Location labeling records
<<<<

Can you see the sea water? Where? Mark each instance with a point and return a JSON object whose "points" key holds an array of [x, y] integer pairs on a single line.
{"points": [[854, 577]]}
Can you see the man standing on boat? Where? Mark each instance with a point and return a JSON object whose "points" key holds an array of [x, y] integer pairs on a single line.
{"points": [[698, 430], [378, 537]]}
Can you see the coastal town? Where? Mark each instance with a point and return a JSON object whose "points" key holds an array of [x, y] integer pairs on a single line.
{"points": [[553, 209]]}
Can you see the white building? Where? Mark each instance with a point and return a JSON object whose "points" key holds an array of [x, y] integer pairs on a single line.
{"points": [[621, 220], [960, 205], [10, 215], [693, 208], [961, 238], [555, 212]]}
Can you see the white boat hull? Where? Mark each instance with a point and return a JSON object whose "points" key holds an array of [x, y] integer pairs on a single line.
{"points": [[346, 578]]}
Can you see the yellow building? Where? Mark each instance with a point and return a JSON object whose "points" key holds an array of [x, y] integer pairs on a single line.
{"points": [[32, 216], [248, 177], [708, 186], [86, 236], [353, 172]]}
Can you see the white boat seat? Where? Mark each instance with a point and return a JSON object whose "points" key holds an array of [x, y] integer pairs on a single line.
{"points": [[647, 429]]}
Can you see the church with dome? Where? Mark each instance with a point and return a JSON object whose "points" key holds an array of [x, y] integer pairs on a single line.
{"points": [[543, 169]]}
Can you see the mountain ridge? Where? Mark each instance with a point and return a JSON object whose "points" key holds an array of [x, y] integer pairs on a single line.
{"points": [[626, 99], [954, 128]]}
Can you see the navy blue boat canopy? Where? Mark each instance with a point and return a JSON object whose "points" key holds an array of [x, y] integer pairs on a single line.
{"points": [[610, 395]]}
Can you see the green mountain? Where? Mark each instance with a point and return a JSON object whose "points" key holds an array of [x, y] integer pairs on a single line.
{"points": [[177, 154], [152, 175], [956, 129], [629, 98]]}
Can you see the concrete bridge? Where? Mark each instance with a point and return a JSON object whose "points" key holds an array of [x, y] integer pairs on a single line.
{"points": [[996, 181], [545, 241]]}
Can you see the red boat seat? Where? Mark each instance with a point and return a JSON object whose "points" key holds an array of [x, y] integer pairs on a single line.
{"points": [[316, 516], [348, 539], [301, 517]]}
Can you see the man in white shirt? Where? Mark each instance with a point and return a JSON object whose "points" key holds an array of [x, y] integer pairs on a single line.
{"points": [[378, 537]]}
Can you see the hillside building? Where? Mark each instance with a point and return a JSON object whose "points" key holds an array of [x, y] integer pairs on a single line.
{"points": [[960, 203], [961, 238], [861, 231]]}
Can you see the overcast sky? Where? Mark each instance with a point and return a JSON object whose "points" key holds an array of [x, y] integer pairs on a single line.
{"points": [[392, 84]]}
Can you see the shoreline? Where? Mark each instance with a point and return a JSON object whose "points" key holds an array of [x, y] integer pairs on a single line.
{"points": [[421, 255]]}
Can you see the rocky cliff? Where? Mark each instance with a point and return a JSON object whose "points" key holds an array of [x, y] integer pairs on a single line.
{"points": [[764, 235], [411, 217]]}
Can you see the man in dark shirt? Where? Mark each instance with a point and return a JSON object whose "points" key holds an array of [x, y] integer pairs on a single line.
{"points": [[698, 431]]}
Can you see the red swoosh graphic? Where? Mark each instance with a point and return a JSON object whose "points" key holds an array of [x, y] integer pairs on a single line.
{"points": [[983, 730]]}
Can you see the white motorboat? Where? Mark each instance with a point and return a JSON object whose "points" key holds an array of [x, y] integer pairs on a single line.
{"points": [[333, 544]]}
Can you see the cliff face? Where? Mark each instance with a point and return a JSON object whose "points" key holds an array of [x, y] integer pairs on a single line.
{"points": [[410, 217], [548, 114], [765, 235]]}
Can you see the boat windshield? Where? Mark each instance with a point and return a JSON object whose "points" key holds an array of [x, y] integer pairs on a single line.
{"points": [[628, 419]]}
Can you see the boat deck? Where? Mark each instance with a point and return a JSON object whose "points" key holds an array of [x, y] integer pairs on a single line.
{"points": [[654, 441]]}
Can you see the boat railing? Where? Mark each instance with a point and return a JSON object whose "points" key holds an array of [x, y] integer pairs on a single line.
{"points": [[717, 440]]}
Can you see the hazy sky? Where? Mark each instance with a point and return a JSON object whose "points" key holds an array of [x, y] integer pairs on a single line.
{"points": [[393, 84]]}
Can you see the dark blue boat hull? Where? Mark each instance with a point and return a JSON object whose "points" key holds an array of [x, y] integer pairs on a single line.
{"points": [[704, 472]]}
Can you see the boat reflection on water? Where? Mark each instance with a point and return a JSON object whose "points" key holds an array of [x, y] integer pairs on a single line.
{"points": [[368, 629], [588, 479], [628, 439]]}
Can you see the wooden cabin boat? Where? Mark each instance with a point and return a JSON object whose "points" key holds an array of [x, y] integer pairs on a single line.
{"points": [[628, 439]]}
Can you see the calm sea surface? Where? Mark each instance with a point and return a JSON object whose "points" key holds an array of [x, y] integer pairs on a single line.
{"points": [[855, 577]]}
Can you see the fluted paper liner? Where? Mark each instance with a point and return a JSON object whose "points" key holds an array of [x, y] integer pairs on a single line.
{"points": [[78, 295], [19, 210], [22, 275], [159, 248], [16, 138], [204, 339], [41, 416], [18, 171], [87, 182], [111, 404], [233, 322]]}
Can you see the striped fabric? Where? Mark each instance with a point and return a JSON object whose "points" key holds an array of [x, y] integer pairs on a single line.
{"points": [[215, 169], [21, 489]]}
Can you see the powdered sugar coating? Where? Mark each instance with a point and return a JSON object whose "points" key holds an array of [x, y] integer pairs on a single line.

>>>>

Format every line of the listing above as a numbered list, omitting any blank lines.

1. Can you see the sea water? Where? Mark each instance with a point and return a JSON object whose "points" key holds an array of [x, y] integer pairs on a single line.
2. {"points": [[854, 577]]}
3. Can you see the man standing on boat? Where? Mark each instance with a point and return a JSON object whose "points" key holds an array of [x, y] integer pairs on a single line.
4. {"points": [[698, 430], [378, 537]]}
5. Can you see the coastal town? Where? Mark each instance with a point and return a JSON object whose "points" key holds an array of [x, y] integer pairs on a single line.
6. {"points": [[553, 209]]}
7. Can you see the white building? Where? Mark each instance with a point and return a JSON object whose "points" key holds an array of [x, y] integer pairs on a single line.
8. {"points": [[621, 220], [960, 205], [10, 215], [693, 208], [961, 238], [555, 212]]}
9. Can you see the white boat hull? Where? Mark each instance with a point and return a JSON object whose "points" key holds an array of [x, y] integer pairs on a single line.
10. {"points": [[346, 578]]}
11. Can you see the yellow building? Where? Mark each instance with a point and return a JSON object whose "points" key holds an array of [x, y] integer pairs on a single line.
12. {"points": [[32, 216], [248, 177], [708, 186], [86, 236], [353, 172]]}
13. Can you see the white boat seat? Where? Mark each instance with a point and return a JSON object whose "points" key holds an array of [x, y] integer pairs on a single line.
14. {"points": [[647, 429]]}
15. Can you see the church with dome? Where? Mark each instance with a point and return a JSON object whose "points" key holds an array of [x, y] integer pairs on a single line.
16. {"points": [[543, 169]]}
17. Can you see the mountain ridge? Where? Mark each instance with a point and return a JSON object whose "points" key holds an array of [x, y] integer pairs on a single line.
18. {"points": [[626, 99], [954, 128]]}
19. Can you see the navy blue boat canopy? Where? Mark each instance with a point and return a JSON object whose "points" key holds an array of [x, y] integer pairs on a single line.
20. {"points": [[610, 395]]}
21. Can you see the green mountain? Where? Mark each instance with a point and return a JSON object whose "points" key holds an array of [x, y] integer pairs on a single line.
22. {"points": [[177, 154], [152, 175], [956, 129], [629, 98]]}
23. Can you see the concrete bridge? Where? Mark each instance with a point and return a JSON object whose "points" key holds an array of [x, y] integer pairs on a single line.
24. {"points": [[996, 181], [545, 241]]}
25. Can you see the red boat seat? Where? Mark each instance with a point and return a JSON object whose "points" key holds an array of [x, y] integer pairs on a single line.
26. {"points": [[316, 516], [348, 539], [301, 517]]}
27. Can you see the man in white shirt? Where? Mark each instance with a point and return a JSON object whose "points" key holds an array of [x, y] integer pairs on a single line.
28. {"points": [[378, 537]]}
29. Can you see the hillside building? Where? Mark each instance with a point and return a JSON object whose "points" key holds an array of [x, y] integer pairs on a single line.
30. {"points": [[960, 203], [961, 238], [861, 231]]}
31. Can you see the overcast sky? Where? Mark each instance with a point and return a JSON object whose "points" key holds an array of [x, y] integer pairs on a single line.
32. {"points": [[392, 84]]}
33. Can you see the shoreline? Where? Mark each instance with a point and return a JSON object whose "points" key holds an array of [x, y] integer pairs on a single line.
34. {"points": [[421, 255]]}
35. Can you see the rocky cliff? Where? Mark each instance with a point and return a JSON object whose "points" key holds an array of [x, y] integer pairs on a single line.
36. {"points": [[764, 235], [411, 217]]}
37. Can you see the man in dark shirt? Where? Mark each instance with a point and return a JSON object whose "points" key holds an array of [x, y] integer pairs on a single line.
38. {"points": [[698, 431]]}
39. Can you see the red swoosh graphic? Where? Mark each instance with a point and return a JSON object whose "points" key holds an array of [x, y] integer pairs on a single line.
40. {"points": [[983, 730]]}
41. Can you see the white motorboat? Where? Mark each instance with a point and return a JSON object whose "points" key holds an array of [x, y] integer pairs on a single line.
42. {"points": [[333, 544]]}
43. Can you see the cliff face? Where? Mark each instance with a point and return a JSON object whose "points" key holds an array of [x, y] integer pairs on a single line.
44. {"points": [[410, 217], [548, 114], [765, 235]]}
45. Can you see the boat windshield? Where? Mark each instance with a point and return a JSON object whose "points" key holds an array of [x, y] integer pairs on a single line.
46. {"points": [[628, 419]]}
47. Can you see the boat deck? Where? Mark each instance with a point and return a JSON object whose "points" key holds an array of [x, y] integer pairs on a single line.
48. {"points": [[654, 441]]}
49. Can you see the boat railing? Where? Mark each instance with a point and return a JSON object whose "points" key holds an array of [x, y] integer pairs on a single line.
50. {"points": [[717, 440]]}
51. Can you see the hazy sky? Where? Mark each instance with a point and return a JSON object whose "points" key holds an array of [x, y] integer pairs on a single line.
52. {"points": [[393, 84]]}
53. Can you see the dark blue boat hull? Where? Mark each instance with a point and return a JSON object whose "points" key holds an array of [x, y] integer pairs on a single line.
54. {"points": [[704, 472]]}
55. Can you see the boat reflection on water? Where? Mark each instance with a point and return a JSON object whose "points" key holds an array of [x, y] integer pairs on a single line.
56. {"points": [[368, 629], [588, 479], [628, 439]]}
57. Can you see the wooden cabin boat? Where? Mark each instance with a point and return a JSON object whose "points" key holds an array of [x, y] integer pairs on a single line.
58. {"points": [[628, 439]]}
59. Can you see the calm sea surface? Where? Mark each instance with a point and return a JSON object whose "points" key holds an array of [x, y] integer pairs on a single line.
60. {"points": [[855, 577]]}
61. Can you see the fluted paper liner? Where? Mark each instance with a point and return a JSON object whose "points" key holds an array of [x, y] integer pairs on a single line.
62. {"points": [[78, 295], [19, 210], [22, 275], [159, 248], [16, 138], [204, 339], [41, 416], [18, 171], [87, 182], [111, 404], [233, 322]]}
63. Can you see the striped fabric? Where? Mark each instance with a point and return a JSON object whose "points" key holds an array of [x, y] integer pairs on a single line.
64. {"points": [[215, 169], [21, 489]]}
65. Can you see the powdered sugar coating? Where? Mark each instance with a point and return a JSON object whose "points" key holds an array of [x, y] integer pairs on a single line.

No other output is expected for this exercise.